What you have to do:
Count the lines below that include the word "rough" and write that number alone.

************

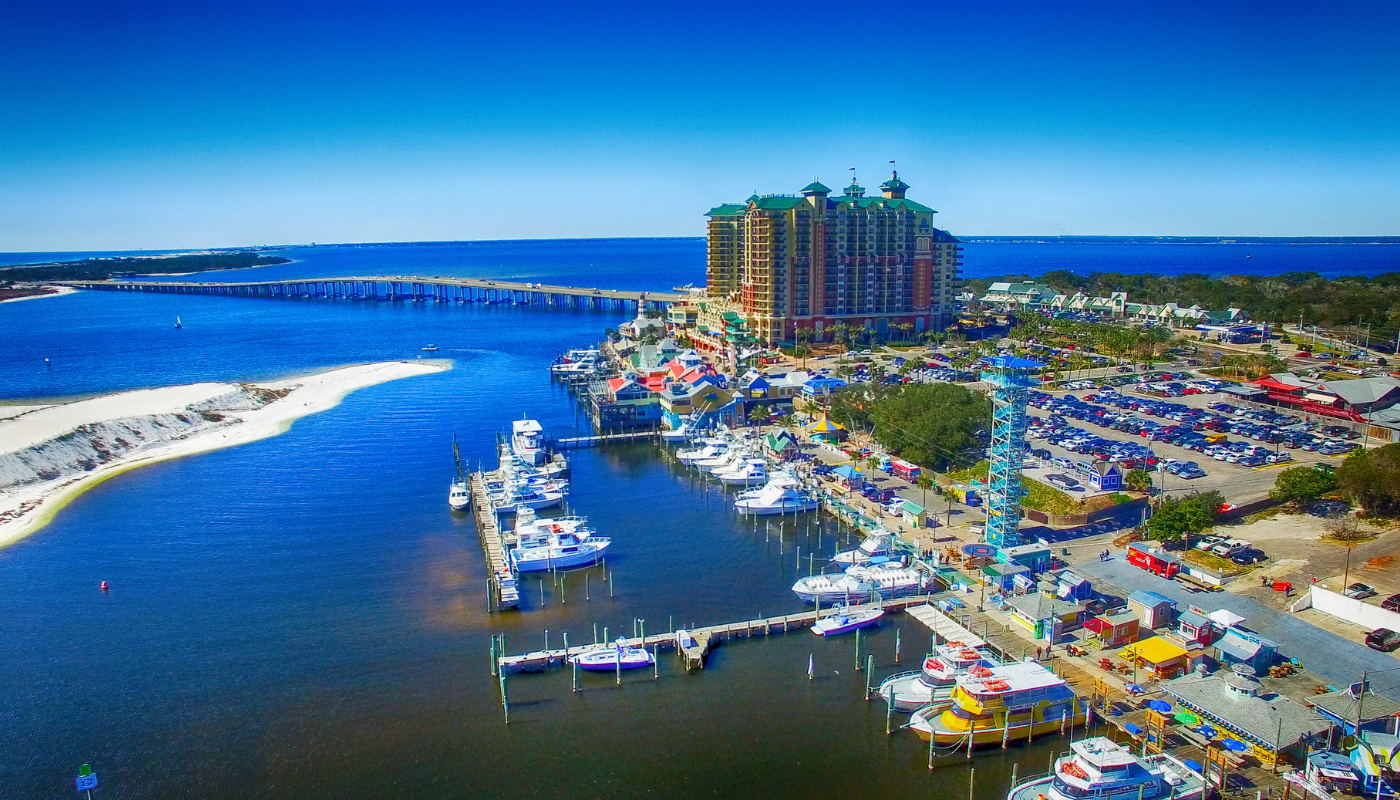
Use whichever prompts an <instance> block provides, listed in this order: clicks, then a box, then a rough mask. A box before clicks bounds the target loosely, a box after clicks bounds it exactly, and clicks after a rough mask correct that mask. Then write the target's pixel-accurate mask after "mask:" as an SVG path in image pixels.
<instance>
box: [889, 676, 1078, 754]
mask: <svg viewBox="0 0 1400 800" xmlns="http://www.w3.org/2000/svg"><path fill="white" fill-rule="evenodd" d="M1085 710H1086V706H1085V705H1084V703H1081V702H1079V698H1078V696H1077V695H1075V694H1074V691H1072V689H1070V687H1068V684H1065V682H1064V681H1063V680H1061V678H1060V677H1058V675H1056V674H1054V673H1051V671H1050V670H1047V668H1044V667H1042V665H1040V664H1039V663H1036V661H1015V663H1011V664H1000V665H995V667H973V668H972V670H967V673H966V674H963V675H959V677H958V681H956V685H955V688H953V696H952V703H949V705H948V708H945V709H942V710H941V712H939V710H938V709H937V708H931V709H930V710H928V712H914V713H913V715H910V717H909V727H910V729H913V731H914V733H916V734H918V738H923V740H928V737H932V738H934V743H935V744H942V745H959V747H963V745H967V744H969V741H967V740H969V737H972V743H970V744H973V745H977V744H1000V743H1001V741H1021V740H1028V738H1035V737H1037V736H1044V734H1047V733H1056V731H1058V730H1060V729H1063V727H1067V726H1072V724H1079V723H1082V722H1084V717H1085Z"/></svg>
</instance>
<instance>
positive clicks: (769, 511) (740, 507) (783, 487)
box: [734, 472, 822, 517]
mask: <svg viewBox="0 0 1400 800" xmlns="http://www.w3.org/2000/svg"><path fill="white" fill-rule="evenodd" d="M734 507H735V509H738V510H739V513H741V514H752V516H756V517H763V516H769V514H799V513H802V511H815V510H818V509H820V507H822V502H820V500H818V499H816V497H813V496H811V495H808V493H805V492H802V483H801V482H799V481H798V479H797V478H795V476H794V475H791V474H788V472H778V474H776V475H774V476H773V478H770V479H769V482H767V483H764V485H763V488H762V489H750V490H748V492H743V493H741V495H739V496H738V497H736V499H735V500H734Z"/></svg>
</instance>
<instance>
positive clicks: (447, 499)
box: [447, 434, 472, 511]
mask: <svg viewBox="0 0 1400 800" xmlns="http://www.w3.org/2000/svg"><path fill="white" fill-rule="evenodd" d="M452 461H456V481H454V482H452V486H451V488H448V490H447V504H448V506H451V507H452V510H454V511H465V510H466V507H468V506H470V504H472V492H470V490H468V488H466V478H463V476H462V454H461V453H459V451H458V448H456V434H452Z"/></svg>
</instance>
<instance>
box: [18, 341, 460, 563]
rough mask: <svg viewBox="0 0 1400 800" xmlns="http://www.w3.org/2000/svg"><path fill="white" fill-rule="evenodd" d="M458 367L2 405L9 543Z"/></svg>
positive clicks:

************

Solution for this problem:
2